EXTRACT TO READ
━━━━━━

I hate to admit it and usually I wouldn’t and don’t, but here it is. I am struggling!
At least I feel like I am. Normally I would keep all this to myself and just bury it and I really don’t have a good reason for sharing my funk, but for some reason I feel compelled to do so. Even as I type, I hesitate. I fear that those that read this may think I am being negative or that something is wrong.
I don’t have a good answer to why I’m in a funk, but I am. Despite my husband desperately trying to pull me up, despite having a great weekend in Ottawa, despite getting good results back from my first CT. The drugs work, my tumors are shrinking and I’m still feeling down.
Maybe its because my edema is bad and I can’t seem to get it under control. Maybe its because my joints ache and I can barely get down the stairs. Maybe its because I’ve been cooped up all summer thanks to the hella hot and humid days. Maybe it because we are house rich and cash poor and I really want a vacation. I really don’ t know.

━━━━━━

COMPLETE THE FOLLOWING
1: Write out the stretch of the blog post about being in a funk from "I don’t have" through "still feeling down.", word for word.
2: Pick up the blog post about being in a funk after its final sentence and carry it forward.

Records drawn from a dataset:
━━━━━━

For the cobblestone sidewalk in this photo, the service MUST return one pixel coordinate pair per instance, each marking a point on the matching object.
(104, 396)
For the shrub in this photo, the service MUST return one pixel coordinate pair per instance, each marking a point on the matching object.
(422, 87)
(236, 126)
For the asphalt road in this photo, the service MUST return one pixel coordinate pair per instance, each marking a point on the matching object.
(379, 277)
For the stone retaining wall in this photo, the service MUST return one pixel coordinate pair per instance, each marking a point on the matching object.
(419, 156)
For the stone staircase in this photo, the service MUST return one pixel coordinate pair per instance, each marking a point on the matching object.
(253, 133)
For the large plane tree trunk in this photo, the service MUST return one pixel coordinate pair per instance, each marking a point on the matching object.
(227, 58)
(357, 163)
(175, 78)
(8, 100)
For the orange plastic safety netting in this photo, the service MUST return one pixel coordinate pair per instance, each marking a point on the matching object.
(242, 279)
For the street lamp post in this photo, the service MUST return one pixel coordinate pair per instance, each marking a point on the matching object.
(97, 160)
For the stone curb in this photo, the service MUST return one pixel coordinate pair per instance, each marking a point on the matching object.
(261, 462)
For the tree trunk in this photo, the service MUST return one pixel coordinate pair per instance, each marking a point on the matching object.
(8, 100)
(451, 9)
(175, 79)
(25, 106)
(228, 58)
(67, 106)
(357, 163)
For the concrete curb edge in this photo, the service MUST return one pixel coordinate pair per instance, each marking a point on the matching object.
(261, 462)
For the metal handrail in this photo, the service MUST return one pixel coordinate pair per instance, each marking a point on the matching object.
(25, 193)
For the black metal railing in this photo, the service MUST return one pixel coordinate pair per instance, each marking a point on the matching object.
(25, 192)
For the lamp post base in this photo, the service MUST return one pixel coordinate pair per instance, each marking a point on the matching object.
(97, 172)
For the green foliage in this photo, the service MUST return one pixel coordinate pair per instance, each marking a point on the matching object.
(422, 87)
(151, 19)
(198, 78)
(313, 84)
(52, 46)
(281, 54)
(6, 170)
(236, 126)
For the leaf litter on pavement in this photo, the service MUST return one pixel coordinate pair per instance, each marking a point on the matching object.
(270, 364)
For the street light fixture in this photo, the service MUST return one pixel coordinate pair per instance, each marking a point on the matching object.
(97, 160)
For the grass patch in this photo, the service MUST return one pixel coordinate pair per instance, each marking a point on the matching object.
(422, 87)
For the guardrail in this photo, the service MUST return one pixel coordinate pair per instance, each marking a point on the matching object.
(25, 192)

━━━━━━

TASK RESPONSES
1:
I don’t have a good answer to why I’m in a funk, but I am. Despite my husband desperately trying to pull me up, despite having a great weekend in Ottawa, despite getting good results back from my first CT. The drugs work, my tumors are shrinking and I’m still feeling down.

2:
Those reasons just don’t seem like good enough reasons to be mopey though, not when you know people who are living their end days, not when you know children who won’t have mother’s, not when you know people who don’t have any options left. My crap is trivial.
I don’t know why being down or negative is such a bad thing, but I do know that when I feel that way, I feel guilty. Even my last piece for CKN bordered on the negative. I was hesitant about writing that too. But why? Why can’t a girl wallow?
I’m not advocating giving my mood a postal code or anything, but why can’t I just be mopey and pissed off for a little while, no questions asked, no concerned looks, no judgment (especially self judgment). Why do I feel bad for feeling bad?!